TASK TO CARRY OUT: Format every line of the records below as a JSON list of strings, with one string per line and any blank lines omitted.

RECORDS FOR THIS EXERCISE:

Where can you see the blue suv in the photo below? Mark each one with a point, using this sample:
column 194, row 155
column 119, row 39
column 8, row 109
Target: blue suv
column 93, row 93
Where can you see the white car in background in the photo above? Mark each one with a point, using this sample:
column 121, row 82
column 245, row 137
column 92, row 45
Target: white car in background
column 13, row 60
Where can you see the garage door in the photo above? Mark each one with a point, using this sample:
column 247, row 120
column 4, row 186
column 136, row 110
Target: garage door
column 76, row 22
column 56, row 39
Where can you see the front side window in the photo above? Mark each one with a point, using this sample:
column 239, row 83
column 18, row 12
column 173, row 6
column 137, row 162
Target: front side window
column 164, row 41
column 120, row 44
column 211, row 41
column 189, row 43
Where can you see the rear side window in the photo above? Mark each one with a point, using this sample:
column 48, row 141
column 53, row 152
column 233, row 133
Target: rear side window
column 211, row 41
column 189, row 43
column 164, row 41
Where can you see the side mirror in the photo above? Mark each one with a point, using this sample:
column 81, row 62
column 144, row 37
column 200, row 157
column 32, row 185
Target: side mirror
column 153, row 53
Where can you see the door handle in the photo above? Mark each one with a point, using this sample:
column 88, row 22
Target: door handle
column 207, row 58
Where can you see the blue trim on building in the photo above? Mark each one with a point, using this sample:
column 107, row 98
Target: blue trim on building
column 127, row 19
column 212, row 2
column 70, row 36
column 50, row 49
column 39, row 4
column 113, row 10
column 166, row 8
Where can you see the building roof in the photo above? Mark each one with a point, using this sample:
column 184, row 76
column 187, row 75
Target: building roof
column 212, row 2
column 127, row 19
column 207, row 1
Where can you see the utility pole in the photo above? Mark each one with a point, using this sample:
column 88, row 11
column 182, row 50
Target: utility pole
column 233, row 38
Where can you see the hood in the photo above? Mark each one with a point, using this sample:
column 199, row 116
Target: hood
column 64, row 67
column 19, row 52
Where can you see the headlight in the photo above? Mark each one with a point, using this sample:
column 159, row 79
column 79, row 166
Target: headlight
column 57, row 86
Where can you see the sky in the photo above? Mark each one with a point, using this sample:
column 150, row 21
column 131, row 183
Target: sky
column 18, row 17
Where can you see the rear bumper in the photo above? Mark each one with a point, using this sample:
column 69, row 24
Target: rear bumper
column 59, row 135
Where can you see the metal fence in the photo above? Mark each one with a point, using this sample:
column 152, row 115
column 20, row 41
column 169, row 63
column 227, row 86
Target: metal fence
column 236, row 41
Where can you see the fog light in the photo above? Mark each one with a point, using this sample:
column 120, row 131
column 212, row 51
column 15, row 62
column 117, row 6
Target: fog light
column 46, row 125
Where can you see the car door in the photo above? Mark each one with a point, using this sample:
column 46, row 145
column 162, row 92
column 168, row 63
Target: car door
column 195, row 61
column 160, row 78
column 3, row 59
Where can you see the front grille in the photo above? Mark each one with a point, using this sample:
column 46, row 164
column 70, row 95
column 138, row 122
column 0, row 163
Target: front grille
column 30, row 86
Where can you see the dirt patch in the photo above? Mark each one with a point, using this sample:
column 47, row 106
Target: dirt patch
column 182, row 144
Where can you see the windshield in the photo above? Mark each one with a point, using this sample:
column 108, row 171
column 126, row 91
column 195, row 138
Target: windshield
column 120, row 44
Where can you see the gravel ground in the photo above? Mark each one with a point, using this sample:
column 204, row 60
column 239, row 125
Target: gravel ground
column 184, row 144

RESPONSE BELOW:
[
  "Where can you see the blue suv in the photo below? Mark each one with a point, using this sample:",
  "column 194, row 155",
  "column 119, row 39",
  "column 8, row 109",
  "Target: blue suv",
  "column 93, row 93",
  "Where can you see the white car in background in the photo above? Mark each one with a point, using this sample:",
  "column 121, row 82",
  "column 245, row 137",
  "column 92, row 45",
  "Target: white car in background",
  "column 13, row 60",
  "Where can you see the garage door in the photo above? Mark each one with a point, using this sample:",
  "column 247, row 120",
  "column 4, row 186",
  "column 136, row 110",
  "Target: garage door",
  "column 76, row 22",
  "column 56, row 39",
  "Where can you see the front side window in the photo above? Mark each one with a point, using this sample:",
  "column 239, row 83",
  "column 18, row 12",
  "column 173, row 6",
  "column 137, row 162",
  "Target: front side window",
  "column 164, row 41",
  "column 120, row 44",
  "column 211, row 41",
  "column 189, row 43",
  "Where can you see the rear side window in the photo above? Mark each one with a point, using this sample:",
  "column 48, row 141",
  "column 53, row 152",
  "column 233, row 133",
  "Target: rear side window",
  "column 211, row 41",
  "column 189, row 43",
  "column 164, row 41",
  "Where can you see the side mirror in the photo above? Mark each one with a point, using this sample:",
  "column 81, row 62",
  "column 144, row 37",
  "column 200, row 157",
  "column 32, row 185",
  "Target: side mirror",
  "column 153, row 53",
  "Where can you see the door handle in the photo above? Mark each one with a point, using this sample:",
  "column 88, row 22",
  "Target: door handle",
  "column 207, row 58",
  "Where can you see the blue trim on building in the photo above? Mark each one with a point, using this sample:",
  "column 107, row 98",
  "Target: blue trim on building",
  "column 127, row 19",
  "column 212, row 2",
  "column 70, row 36",
  "column 50, row 49",
  "column 39, row 4",
  "column 113, row 10",
  "column 166, row 8",
  "Where can you see the building roof in the photo above? Mark each one with a point, using this sample:",
  "column 184, row 76",
  "column 187, row 75",
  "Target: building roof",
  "column 212, row 2",
  "column 127, row 19",
  "column 207, row 1",
  "Where can you see the utility pole in the photo above? Mark each one with a point, using this sample:",
  "column 88, row 11",
  "column 182, row 50",
  "Target: utility pole",
  "column 233, row 38",
  "Where can you see the hood in the photo above? Mark each one with a point, using this sample:",
  "column 199, row 116",
  "Target: hood",
  "column 64, row 67",
  "column 19, row 52",
  "Where can you see the headlight in the photo above? Mark each one with a point, using this sample:",
  "column 159, row 79",
  "column 79, row 166",
  "Target: headlight",
  "column 57, row 86",
  "Where can you see the sky in the photo above? Mark each one with a point, using this sample:",
  "column 150, row 21",
  "column 131, row 183",
  "Target: sky",
  "column 18, row 17",
  "Where can you see the rear bumper in the photo above? Mark each one with a point, using this sample:",
  "column 69, row 24",
  "Target: rear bumper",
  "column 59, row 135",
  "Where can you see the metal fence in the photo above? Mark each one with a point, using this sample:",
  "column 152, row 115",
  "column 20, row 41",
  "column 169, row 63",
  "column 227, row 86",
  "Target: metal fence",
  "column 236, row 41",
  "Where can you see the fog light in the photo above? Mark each one with a point, using this sample:",
  "column 120, row 131",
  "column 212, row 51",
  "column 15, row 62",
  "column 117, row 6",
  "Target: fog light",
  "column 46, row 125",
  "Where can you see the car door in the photo above? Mark each one with a point, using this sample:",
  "column 46, row 145",
  "column 162, row 92",
  "column 168, row 63",
  "Target: car door",
  "column 195, row 61",
  "column 160, row 78",
  "column 3, row 59",
  "Where can you see the front grille in the photo above? Mark each one with a point, using this sample:",
  "column 46, row 164",
  "column 70, row 95",
  "column 138, row 122",
  "column 0, row 163",
  "Target: front grille",
  "column 30, row 86",
  "Where can you see the dirt patch in the photo above? Mark each one with a point, using this sample:",
  "column 47, row 106",
  "Target: dirt patch",
  "column 182, row 144",
  "Where can you see the windshield in the photo above? Mark each one with a point, using this sample:",
  "column 108, row 171",
  "column 126, row 91",
  "column 195, row 138",
  "Target: windshield",
  "column 120, row 44",
  "Where can you see the gravel ground in the photo above? Mark each one with a point, using this sample:",
  "column 204, row 60",
  "column 239, row 125",
  "Target: gravel ground",
  "column 184, row 144"
]